**Text extract**.
+++

It would be awesome if you could share your experiences with this venture


----------



## WEJ (Apr 11, 2013)

MildredM said:


> A quick Google came up with this which may be of some help.
> 
> It was an eye opener to see how much food type pitches cost at the big festivals - £20-35k!!!


 That's really interesting @MildredM Thanks!


----------



## Scotford (Apr 24, 2014)

Right.

So basically your only limit is how much coffee you can actually make. If you have 3 groups running full tilt, you can realistically do about 140-160 shots an hour (depending on your equipment, obviously). I'd use this as a basis that you can scale up from.

Guesstimation time:

1x 3 group espresso only setup pulling 'trad' shots pf 18-36-30sec etc.

Say 150 coffees an hour peak and half that off-peak.

6 hours of peak trading a day

4 of off-peak trading a day.

= 1200 shots per day

50 shots per kg of coffee @ 18g (~1g)

24kg per day

8 days trading

This gives you roughly 192kg coffee and about 9600 shots over 8 days. Not a huge jump above the average very high volume cafe. There are a couple of coffee shops in london that do around that kind of volume 5 days a week.

NOW. If it were me:

I wouldn't be thinking that i am catering to 150k people. I would take a look at how much coffee i could possibly make on a setup that was within manageable setup and control.

+++

**Data excerpts**.
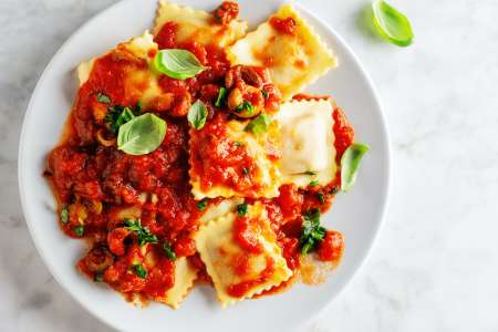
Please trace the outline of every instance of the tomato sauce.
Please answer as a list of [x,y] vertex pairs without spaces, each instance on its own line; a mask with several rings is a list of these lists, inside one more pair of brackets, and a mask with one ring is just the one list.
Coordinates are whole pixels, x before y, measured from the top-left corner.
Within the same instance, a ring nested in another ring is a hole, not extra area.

+++

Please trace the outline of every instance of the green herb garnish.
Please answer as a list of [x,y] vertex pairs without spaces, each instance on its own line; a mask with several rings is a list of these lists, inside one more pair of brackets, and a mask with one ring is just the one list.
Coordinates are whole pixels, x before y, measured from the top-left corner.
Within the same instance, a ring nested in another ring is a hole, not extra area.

+++

**Given problem 1**. In the coffee thread, how does the estimate reach 1,200 shots per day? Answer in one to three sentences.
**Given problem 2**. Turn the paragraph of the coffee thread beginning "So basically your only limit" into a short bulleted list that keeps its main facts.
**Given problem 3**. From the coffee thread, pull out the passage starting with "1x 3 group espresso" and going on through "trading a day.".

**Expected output 1**. It assumes 150 coffees an hour for 6 hours of peak trading, which gives 900. It adds half that rate, 75 an hour, for 4 hours of off-peak trading, which gives 300. The two together make 1,200 shots per day.

**Expected output 2**.
- The only limit is how much coffee you can actually make.
- Three groups running full tilt can realistically do about 140–160 shots an hour, depending on the equipment.
- This figure is a basis to scale up from.

**Expected output 3**.
1x 3 group espresso only setup pulling 'trad' shots pf 18-36-30sec etc.

Say 150 coffees an hour peak and half that off-peak.

6 hours of peak trading a day

4 of off-peak trading a day.